* **Your objective**: Continue the notes on the single-breath disease-diagnosis breathalyzer below, starting after their last line. The data that follows them is not part of the text.

Start of Exercise passage

Tag Archives: breathalyzer

Towards the Single-Breath Disease-Diagnosis Breathalyzer – Notes and Recap

Allowing individuals to identify and monitor specific biomarkers of disease in their own breath is one of the anticipated benefits of personalized medicine. Dr. Pelagia Irene Gouma was the keynote speaker and her research group is expected to drive the first products of portable diagnostic breathalyzers. She focused on three issues in doing so:

  1. the sensor’s ability to identify, discriminate, and measure accurately the concentration of the specific metabolite/analyte (such as nitric oxide, carbon monoxide, carbon dioxide, ammonia, acetone, isoprene, benzene, ethane, pentane) in a small volume, complex gas mixture of a single exhalation;
  2. the sensor’s ability to respond fast to the stimulus and to recover fast from it in order to be able to repeat the measurement reproducibly and reliably; and
  3. published guidelines from the medical community for interpreting exhaled gas level.

End of Exercise passage
Start of Entries provided

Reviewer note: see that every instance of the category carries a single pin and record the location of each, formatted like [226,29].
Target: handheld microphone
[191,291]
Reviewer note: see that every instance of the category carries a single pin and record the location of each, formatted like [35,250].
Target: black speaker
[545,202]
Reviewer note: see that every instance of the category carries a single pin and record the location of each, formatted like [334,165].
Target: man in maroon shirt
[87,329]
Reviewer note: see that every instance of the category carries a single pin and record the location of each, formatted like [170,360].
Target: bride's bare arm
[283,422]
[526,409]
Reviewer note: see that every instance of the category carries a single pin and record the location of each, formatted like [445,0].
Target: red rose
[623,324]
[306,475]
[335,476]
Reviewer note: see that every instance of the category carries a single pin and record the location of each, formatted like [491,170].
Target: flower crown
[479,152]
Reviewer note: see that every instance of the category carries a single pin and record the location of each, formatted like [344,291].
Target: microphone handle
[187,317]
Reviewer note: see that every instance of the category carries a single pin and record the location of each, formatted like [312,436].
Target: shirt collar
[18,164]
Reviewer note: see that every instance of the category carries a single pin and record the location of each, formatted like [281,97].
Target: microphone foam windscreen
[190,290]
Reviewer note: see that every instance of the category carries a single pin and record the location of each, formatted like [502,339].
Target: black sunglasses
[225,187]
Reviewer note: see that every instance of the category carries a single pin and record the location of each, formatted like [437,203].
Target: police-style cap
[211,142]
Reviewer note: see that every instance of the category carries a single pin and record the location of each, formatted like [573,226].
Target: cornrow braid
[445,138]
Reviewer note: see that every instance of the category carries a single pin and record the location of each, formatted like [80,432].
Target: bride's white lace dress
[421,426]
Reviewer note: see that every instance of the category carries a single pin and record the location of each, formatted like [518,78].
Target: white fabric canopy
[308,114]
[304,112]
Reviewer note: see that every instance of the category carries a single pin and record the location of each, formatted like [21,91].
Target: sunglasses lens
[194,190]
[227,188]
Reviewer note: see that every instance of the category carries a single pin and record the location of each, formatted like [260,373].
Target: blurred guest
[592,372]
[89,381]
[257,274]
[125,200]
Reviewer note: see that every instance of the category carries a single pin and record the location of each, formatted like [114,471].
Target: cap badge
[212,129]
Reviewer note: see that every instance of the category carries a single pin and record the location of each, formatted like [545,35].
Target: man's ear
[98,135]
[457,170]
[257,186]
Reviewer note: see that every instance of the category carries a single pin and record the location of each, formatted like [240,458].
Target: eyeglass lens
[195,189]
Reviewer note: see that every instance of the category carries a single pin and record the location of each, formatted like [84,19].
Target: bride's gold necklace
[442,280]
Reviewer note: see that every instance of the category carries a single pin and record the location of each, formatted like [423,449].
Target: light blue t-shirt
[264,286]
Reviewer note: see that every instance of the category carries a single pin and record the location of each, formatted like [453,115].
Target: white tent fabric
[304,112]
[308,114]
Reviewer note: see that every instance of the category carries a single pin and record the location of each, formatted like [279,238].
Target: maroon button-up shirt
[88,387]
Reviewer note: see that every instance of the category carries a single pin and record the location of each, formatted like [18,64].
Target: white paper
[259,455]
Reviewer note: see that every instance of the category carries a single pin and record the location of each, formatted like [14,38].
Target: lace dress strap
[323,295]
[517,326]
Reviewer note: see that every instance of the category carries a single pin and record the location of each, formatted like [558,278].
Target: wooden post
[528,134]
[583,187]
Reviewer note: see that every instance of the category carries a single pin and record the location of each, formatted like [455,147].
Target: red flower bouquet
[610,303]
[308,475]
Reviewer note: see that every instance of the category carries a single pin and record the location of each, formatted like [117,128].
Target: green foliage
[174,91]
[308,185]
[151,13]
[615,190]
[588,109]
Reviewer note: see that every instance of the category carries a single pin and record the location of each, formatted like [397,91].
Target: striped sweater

End of Entries provided

* **Response to the exercise**:
The first requirement raises the issues of specificity/selectivity to the analyte of interest and sensitivity limits with respect to the lowest detection threshold and the resolution of the response/output signal, which must be measured in the minute concentrations of the important biomarkers in breath (low ppm, ppb, ppt levels). Her group pioneered ceramic nanotechnology based breathalyzers pioneered, relying on a crystallo-chemical approach that relates oxide-gas interactions to the structural features to the analyte of interest as opposed to the composition of the oxide gas sensing element.